Two types of peak rates are available for every counter: burst and sustained. Burst rate is the maximum rate reportable in a single clock cycle. Sustained rate is the maximum rate achievable over an infinitely long measurement period, for "typical" operations. For many counters, burst == sustained. Since the burst rate cannot be exceeded, percentages of burst rate will always be less than 100%. Percentages of sustained rate can occasionally exceed 100% in edge cases.

Metrics Entities

The Metrics layer has 3 major types of entities:
  • Metrics : these are calculated quantities, with the following static properties:
    • Description string.
    • Dimensional Units : a list of ('name', exponent) in the style of dimensional analysis. Example string representation: pixels / gpc_clk.
    • Raw Metric dependencies : the list of raw metrics that must be collected, in order to evaluate the metric.
    • Every metric has the following sub-metrics built in.
      .peak_burst the peak burst rate
      .peak_sustained the peak sustained rate
      .per_active_cycle the number of operations per unit active cycle
      .per_elapsed_cycle the number of operations per unit elapsed cycle
      .per_region_cycle the number of operations per user-specified "range" cycle
      .per_frame_cycle the number of operations per user-specified "frame" cycle
      .per_second the number of operations per user-specified "frame" cycle
      .pct_of_peak_burst_active % of peak burst rate achieved during unit active cycles
      .pct_of_peak_burst_elapsed % of peak burst rate achieved during unit elapsed cycles
      .pct_of_peak_burst_region % of peak burst rate achieved over a user-specified "range" time
      .pct_of_peak_burst_frame % of peak burst rate achieved over a user-specified "frame" time
      .pct_of_peak_sustained_active % of peak sustained rate achieved during unit active cycles
      .pct_of_peak_sustained_elapsed % of peak sustained rate achieved during unit elapsed cycles
      .pct_of_peak_sustained_region % of peak sustained rate achieved over a user-specified "range" time
      .pct_of_peak_sustained_frame % of peak sustained rate achieved over a user-specified "frame" time
  • Counters : may be either a raw counter from the GPU, or a calculated counter value. Every counter has 4 sub-metrics under it:
    .sum The sum of counter values across all unit instances.

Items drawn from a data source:
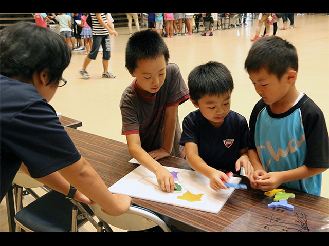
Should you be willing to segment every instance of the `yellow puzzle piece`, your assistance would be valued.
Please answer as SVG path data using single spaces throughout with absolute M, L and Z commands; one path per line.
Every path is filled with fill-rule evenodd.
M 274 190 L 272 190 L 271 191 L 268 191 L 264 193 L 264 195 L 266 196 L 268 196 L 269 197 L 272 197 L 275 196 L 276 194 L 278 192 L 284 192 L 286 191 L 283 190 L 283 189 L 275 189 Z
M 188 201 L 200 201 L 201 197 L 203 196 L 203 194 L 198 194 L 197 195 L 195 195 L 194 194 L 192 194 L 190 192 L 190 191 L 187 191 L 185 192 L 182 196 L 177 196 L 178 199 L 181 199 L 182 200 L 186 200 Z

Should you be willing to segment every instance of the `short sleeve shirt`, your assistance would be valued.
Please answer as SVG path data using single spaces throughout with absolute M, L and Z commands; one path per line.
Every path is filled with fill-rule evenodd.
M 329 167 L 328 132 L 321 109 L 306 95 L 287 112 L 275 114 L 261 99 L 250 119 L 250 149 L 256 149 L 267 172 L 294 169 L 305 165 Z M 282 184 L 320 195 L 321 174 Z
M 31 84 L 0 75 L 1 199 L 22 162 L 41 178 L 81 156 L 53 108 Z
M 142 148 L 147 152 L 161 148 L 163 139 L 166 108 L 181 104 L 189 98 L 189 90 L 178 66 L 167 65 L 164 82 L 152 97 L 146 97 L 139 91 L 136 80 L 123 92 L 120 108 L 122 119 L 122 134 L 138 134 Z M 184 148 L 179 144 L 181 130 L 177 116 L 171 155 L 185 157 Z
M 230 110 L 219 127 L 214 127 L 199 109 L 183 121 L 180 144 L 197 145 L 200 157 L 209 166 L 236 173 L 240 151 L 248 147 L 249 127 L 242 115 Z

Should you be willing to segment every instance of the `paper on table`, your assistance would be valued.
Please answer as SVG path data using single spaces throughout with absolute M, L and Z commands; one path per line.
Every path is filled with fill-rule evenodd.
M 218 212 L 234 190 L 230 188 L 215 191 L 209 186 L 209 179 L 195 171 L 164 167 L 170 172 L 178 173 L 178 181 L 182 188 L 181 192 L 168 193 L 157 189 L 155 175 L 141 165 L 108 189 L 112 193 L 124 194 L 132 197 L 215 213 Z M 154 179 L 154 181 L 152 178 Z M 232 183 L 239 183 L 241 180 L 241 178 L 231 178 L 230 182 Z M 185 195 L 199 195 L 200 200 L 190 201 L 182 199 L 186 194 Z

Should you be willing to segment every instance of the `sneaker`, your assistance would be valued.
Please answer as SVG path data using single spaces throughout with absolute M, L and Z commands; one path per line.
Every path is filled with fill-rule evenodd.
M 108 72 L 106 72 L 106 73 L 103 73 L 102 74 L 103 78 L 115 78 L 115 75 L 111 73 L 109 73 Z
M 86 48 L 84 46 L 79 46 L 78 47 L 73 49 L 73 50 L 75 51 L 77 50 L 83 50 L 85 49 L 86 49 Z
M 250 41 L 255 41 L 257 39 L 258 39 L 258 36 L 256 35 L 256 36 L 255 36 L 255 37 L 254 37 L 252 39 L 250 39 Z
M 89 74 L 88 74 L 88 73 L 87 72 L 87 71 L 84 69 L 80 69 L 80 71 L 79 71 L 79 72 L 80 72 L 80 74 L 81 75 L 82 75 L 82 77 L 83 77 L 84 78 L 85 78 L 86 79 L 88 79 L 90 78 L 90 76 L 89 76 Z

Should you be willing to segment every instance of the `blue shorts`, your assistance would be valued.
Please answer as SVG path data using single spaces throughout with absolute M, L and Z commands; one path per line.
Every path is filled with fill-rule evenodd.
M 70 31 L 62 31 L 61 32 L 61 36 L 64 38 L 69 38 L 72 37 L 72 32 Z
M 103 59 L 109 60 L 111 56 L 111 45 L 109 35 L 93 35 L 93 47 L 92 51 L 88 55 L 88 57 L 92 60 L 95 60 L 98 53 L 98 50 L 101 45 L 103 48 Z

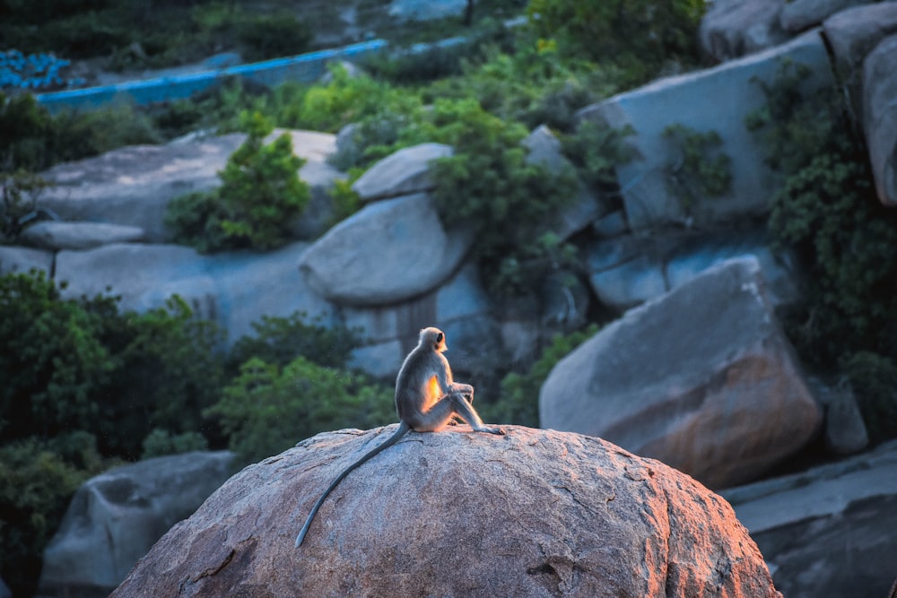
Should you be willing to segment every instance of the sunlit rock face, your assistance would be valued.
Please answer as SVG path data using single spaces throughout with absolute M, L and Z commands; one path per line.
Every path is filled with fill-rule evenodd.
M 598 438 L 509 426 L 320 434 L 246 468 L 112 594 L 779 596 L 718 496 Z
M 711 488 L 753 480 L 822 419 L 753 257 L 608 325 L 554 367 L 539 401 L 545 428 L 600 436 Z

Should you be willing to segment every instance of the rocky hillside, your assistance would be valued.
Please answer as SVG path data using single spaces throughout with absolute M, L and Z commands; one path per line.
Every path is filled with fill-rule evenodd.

Jobs:
1/ Name each built-in sub-metric in the GPU metrics text whose name starts with ".pct_of_peak_sustained".
2/ Reproduce the GPU metrics text from "The Metrics layer" up to and including "sub-metrics built in.".
3/ Carry on the GPU metrics text after its last line.
None of these lines are needed for this work.

Answers to each task:
1/
.pct_of_peak_sustained_active
.pct_of_peak_sustained_elapsed
.pct_of_peak_sustained_region
.pct_of_peak_sustained_frame

2/
The Metrics layer has 3 major types of entities:
  • Metrics : these are calculated quantities, with the following static properties:
    • Description string.
    • Dimensional Units : a list of ('name', exponent) in the style of dimensional analysis. Example string representation: pixels / gpc_clk.
    • Raw Metric dependencies : the list of raw metrics that must be collected, in order to evaluate the metric.
    • Every metric has the following sub-metrics built in.

3/
    .avg The average counter value across all unit instances.
    .min The minimum counter value across all unit instances.
    .max The maximum counter value across all unit instances.
  • Ratios : . Every counter has 2 sub-metrics under it:
    .pct The value expressed as a percentage.
    .ratio The value expressed as a ratio.
  • Throughputs : a family of percentage metrics that indicate how close a portion of the GPU reached to peak rate. Every throughput has the following sub-metrics:
    .pct_of_peak_burst_active % of peak burst rate achieved during unit active cycles
    .pct_of_peak_burst_elapsed % of peak burst rate achieved during unit elapsed cycles
    .pct_of_peak_burst_region % of peak burst rate achieved over a user-specified "range" time
    .pct_of_peak_burst_frame % of peak burst rate achieved over a user-specified "frame" time
    .pct_of_peak_sustained_active % of peak sustained rate achieved during unit active cycles
    .pct_of_peak_sustained_elapsed % of peak sustained rate achieved during unit elapsed cycles
    .pct_of_peak_sustained_region % of peak sustained rate achieved over a user-specified "range" time
    .pct_of_peak_sustained_frame % of peak sustained rate achieved over a user-specified "frame" time
At the configuration step, you must specify metric names. Counters, ratios, and throughputs are not directly schedulable. The sum,avg,min,max sub-metrics for counters are also called "rollups".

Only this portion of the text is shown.